[begin Page excerpt]

Hello Dan,
On Sat, 6 May 2000, Dan wrote:
> Hi Julian:
>
> This is a proxy server. So the actual number of masqueraded
> connections will be larger than the inbound connnections
> reported by lvs.
Well, I can't understand your setup!
>
> I have seen this under actual client load, although I have
> been inducing it recently with either a server near the cluster
> (100Mps local net) or from a server remotely (dual T1 on the
> remote system - cluster on a 10Mpbs feed). This system has been
> live during these tests, so there is a consistent client load
> of 120 active connections. The load I'm adding is (at a minimum)
> 200 simultaneous connections for 10000 connections.

[end Page excerpt]
[begin Dataset extract]

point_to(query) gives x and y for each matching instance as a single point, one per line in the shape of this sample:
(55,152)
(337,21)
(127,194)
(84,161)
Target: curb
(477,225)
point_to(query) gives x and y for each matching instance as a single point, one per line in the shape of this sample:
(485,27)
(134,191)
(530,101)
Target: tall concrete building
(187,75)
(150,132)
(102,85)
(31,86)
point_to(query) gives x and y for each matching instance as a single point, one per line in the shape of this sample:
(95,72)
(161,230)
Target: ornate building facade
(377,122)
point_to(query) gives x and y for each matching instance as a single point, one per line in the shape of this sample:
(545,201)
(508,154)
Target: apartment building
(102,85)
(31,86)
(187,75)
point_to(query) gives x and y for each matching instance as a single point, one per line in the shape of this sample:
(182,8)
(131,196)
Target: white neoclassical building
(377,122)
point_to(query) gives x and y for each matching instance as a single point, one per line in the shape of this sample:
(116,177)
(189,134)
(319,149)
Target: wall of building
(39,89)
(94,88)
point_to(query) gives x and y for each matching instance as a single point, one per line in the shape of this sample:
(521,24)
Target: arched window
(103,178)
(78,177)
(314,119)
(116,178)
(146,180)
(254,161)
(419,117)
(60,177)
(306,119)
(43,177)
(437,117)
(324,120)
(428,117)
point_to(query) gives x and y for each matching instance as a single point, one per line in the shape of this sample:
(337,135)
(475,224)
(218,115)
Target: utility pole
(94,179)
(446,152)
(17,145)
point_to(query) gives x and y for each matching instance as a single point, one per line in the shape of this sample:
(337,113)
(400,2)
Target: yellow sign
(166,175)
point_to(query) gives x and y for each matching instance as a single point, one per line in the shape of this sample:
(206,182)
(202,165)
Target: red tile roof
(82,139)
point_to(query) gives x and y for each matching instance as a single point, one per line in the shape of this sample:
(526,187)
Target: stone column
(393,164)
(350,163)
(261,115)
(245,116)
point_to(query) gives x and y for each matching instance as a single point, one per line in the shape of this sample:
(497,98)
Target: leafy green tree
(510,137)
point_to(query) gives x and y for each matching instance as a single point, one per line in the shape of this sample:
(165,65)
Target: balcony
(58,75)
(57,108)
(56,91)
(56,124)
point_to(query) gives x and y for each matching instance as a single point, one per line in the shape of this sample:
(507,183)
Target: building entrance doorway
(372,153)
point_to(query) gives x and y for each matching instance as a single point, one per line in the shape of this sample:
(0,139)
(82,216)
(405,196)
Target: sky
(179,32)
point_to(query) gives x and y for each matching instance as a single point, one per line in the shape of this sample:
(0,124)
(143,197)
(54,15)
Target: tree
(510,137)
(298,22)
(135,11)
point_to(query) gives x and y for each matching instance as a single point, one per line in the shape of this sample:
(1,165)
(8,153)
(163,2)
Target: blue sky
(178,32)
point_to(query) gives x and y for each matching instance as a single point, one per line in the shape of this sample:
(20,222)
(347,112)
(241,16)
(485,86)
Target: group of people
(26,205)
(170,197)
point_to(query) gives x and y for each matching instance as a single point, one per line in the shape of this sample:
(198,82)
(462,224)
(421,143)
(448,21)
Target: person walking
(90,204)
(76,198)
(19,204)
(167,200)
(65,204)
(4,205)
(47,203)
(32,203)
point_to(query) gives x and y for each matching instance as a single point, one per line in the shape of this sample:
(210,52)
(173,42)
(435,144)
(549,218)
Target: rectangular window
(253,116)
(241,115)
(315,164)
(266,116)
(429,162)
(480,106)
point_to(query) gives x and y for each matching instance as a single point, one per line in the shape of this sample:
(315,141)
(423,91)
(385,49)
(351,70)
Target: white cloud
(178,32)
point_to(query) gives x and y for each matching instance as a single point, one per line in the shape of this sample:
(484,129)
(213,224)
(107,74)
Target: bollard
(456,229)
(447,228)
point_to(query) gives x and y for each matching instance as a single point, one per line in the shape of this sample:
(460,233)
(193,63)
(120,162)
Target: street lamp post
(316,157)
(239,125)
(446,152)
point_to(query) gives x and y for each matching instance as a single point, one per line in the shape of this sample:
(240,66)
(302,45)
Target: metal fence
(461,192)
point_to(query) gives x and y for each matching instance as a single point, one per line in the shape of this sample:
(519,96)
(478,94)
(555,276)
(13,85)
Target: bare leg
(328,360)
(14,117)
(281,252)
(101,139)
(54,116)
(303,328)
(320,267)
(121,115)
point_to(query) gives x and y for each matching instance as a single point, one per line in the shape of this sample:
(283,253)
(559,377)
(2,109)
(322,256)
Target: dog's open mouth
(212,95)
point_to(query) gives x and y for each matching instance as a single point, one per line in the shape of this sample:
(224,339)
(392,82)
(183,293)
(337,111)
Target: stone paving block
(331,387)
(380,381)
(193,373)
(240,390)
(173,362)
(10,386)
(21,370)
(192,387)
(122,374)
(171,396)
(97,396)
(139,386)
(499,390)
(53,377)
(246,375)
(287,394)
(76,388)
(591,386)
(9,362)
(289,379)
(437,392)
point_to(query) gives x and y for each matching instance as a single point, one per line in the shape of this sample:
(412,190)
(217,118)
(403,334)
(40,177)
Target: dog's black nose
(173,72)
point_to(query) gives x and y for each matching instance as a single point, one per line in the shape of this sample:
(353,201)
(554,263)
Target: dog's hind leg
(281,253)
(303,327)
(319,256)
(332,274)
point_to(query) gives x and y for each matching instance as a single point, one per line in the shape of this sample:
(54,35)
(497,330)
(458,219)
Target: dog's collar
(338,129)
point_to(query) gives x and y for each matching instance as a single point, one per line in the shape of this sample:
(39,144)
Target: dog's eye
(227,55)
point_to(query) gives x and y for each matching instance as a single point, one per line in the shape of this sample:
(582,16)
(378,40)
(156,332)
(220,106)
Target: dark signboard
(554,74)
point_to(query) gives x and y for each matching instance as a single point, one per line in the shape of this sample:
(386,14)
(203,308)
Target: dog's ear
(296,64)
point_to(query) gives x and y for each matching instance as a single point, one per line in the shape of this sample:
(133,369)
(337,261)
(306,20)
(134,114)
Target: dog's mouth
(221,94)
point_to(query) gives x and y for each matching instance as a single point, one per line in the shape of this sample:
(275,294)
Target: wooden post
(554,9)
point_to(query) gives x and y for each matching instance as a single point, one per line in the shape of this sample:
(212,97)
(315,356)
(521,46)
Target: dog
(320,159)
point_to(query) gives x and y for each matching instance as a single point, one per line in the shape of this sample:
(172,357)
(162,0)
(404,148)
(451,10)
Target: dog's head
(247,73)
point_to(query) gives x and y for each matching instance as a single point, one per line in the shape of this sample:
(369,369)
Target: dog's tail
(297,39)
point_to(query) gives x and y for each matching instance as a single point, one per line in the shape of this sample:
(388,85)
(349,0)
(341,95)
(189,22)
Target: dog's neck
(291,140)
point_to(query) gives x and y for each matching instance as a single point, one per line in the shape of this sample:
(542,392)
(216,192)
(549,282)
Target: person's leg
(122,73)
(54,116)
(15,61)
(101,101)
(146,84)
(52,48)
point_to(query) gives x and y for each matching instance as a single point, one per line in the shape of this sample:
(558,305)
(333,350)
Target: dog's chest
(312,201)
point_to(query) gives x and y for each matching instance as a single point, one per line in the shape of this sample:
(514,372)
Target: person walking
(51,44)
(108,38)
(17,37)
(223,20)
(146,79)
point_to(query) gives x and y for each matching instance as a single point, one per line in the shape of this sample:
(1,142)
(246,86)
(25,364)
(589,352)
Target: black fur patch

[end Dataset extract]

In the email excerpt above, rewrite the quoted paragraph beginning "I have seen this under actual client load" as a brief bulleted list that keeps its main facts.

• _Exercise answer_:
- The behavior has been observed under actual client load.
- Recently it has been induced either from a server near the cluster on the local network or from a remote server with a dual T1 connection.
- The system remained live during these tests, with a consistent client load of 120 active connections.
- The added load is at least 200 simultaneous connections, for a total of 10000 connections.